Shillong, May 24: A consultative meeting was organized at NEIGRIHMS today as a significant effort to combat the growing challenge of cancer incidence in Meghalaya. The meeting, led by the Department of Surgical Oncology at NEIGRIHMS, Shillong, in collaboration with the Department of Community Medicine and Northeast-India Association of Surgical Oncology (NASO), aimed to address the magnitude of the cancer problem in Meghalaya and develop strategies for cancer control.
Participating in the meeting were Dr Nalin Mehta, Director of NEIGRIHMS, Sampath Kumar, Principal Secretary of the Health & Family Welfare Department, Government of Meghalaya, along with religious leaders from Shillong's All Faiths Forum.
The session commenced with a brief presentation on the scale of the cancer problem in Meghalaya, underscoring the need for urgent action. Personal experiences shared by a cancer survivor and a relative of a patient further shed light on the emotional and physical challenges faced by those affected by cancer.

Referring expression data
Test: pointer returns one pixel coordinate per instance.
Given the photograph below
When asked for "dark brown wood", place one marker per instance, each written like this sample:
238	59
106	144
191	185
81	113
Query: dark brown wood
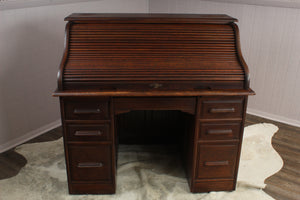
184	104
283	185
150	18
159	93
117	63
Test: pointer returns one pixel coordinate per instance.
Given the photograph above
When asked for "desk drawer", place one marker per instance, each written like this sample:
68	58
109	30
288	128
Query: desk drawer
86	109
88	132
220	130
216	161
221	107
90	162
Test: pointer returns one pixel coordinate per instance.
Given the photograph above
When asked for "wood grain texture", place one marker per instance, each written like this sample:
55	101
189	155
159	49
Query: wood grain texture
117	63
282	186
105	48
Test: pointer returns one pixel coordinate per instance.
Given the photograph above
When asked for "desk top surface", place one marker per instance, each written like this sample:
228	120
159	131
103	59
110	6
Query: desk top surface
151	18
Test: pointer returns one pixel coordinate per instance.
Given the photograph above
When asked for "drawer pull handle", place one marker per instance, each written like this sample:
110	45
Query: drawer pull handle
219	132
155	85
216	163
88	133
87	111
222	110
90	165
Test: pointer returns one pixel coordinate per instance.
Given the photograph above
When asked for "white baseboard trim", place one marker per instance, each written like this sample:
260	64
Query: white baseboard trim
28	136
273	117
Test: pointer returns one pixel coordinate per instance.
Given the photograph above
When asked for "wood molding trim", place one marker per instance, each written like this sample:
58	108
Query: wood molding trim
270	3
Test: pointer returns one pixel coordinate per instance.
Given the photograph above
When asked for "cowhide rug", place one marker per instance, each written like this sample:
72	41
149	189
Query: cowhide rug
144	173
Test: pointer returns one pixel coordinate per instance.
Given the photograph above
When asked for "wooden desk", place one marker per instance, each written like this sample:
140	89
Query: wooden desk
117	63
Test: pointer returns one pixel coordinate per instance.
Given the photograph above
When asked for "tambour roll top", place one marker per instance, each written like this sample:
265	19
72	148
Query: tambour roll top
152	51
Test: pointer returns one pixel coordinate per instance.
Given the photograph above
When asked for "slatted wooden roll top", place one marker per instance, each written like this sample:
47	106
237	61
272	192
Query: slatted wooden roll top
152	51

» **PROBLEM TO SOLVE**
According to the report on the cancer meeting at NEIGRIHMS, which department led the meeting?

» **ANSWER TO THIS TASK**
The Department of Surgical Oncology at NEIGRIHMS, Shillong, led the meeting.